*** Block opens ***

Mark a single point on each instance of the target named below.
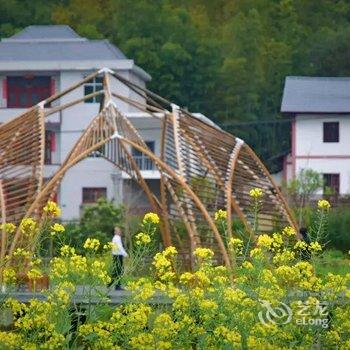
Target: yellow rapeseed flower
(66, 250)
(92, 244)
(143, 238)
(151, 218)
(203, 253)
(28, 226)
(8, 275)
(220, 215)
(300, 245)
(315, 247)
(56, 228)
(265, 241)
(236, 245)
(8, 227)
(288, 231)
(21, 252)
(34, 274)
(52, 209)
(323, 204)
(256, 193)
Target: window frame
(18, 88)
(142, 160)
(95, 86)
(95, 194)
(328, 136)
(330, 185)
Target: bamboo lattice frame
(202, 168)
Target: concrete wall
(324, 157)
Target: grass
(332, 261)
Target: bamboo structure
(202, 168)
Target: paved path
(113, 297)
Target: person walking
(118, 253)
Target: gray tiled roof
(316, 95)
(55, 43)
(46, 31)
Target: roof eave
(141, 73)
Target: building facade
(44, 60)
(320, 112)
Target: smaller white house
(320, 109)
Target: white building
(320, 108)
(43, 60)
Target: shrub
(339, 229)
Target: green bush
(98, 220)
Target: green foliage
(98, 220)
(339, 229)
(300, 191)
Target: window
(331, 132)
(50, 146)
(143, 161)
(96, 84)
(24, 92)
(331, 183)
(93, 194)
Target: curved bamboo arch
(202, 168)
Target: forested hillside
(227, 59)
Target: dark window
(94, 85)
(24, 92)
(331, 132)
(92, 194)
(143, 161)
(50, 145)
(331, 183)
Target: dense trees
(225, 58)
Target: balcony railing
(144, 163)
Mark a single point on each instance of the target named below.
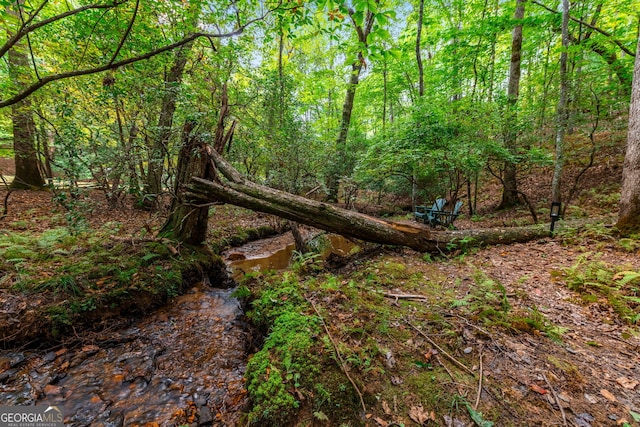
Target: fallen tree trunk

*** Block closes ***

What the task requires -> Copy word for word every line from the one holding "Target: paved path" to the end of the listing, both ends included, but do not copy any pictures.

Exercise response ->
Target: paved path
(113, 297)
Target: person walking
(118, 253)
Target: gray tiled roof
(316, 95)
(55, 43)
(46, 31)
Target: roof eave
(141, 73)
Target: building facade
(44, 60)
(320, 112)
Target: smaller white house
(320, 109)
Target: white building
(320, 108)
(43, 60)
Target: shrub
(339, 229)
Target: green bush
(98, 220)
Target: green foliage
(98, 220)
(339, 229)
(300, 191)
Target: window
(331, 132)
(50, 146)
(143, 161)
(96, 84)
(24, 92)
(331, 183)
(93, 194)
Target: curved bamboo arch
(202, 168)
Target: forested hillside
(227, 59)
Target: dark window
(94, 85)
(24, 92)
(331, 132)
(92, 194)
(143, 161)
(50, 145)
(331, 183)
Target: dense trees
(225, 58)
Target: balcony railing
(144, 163)
Mark a single point on each instance of the target named below.
Target: fallen tree trunk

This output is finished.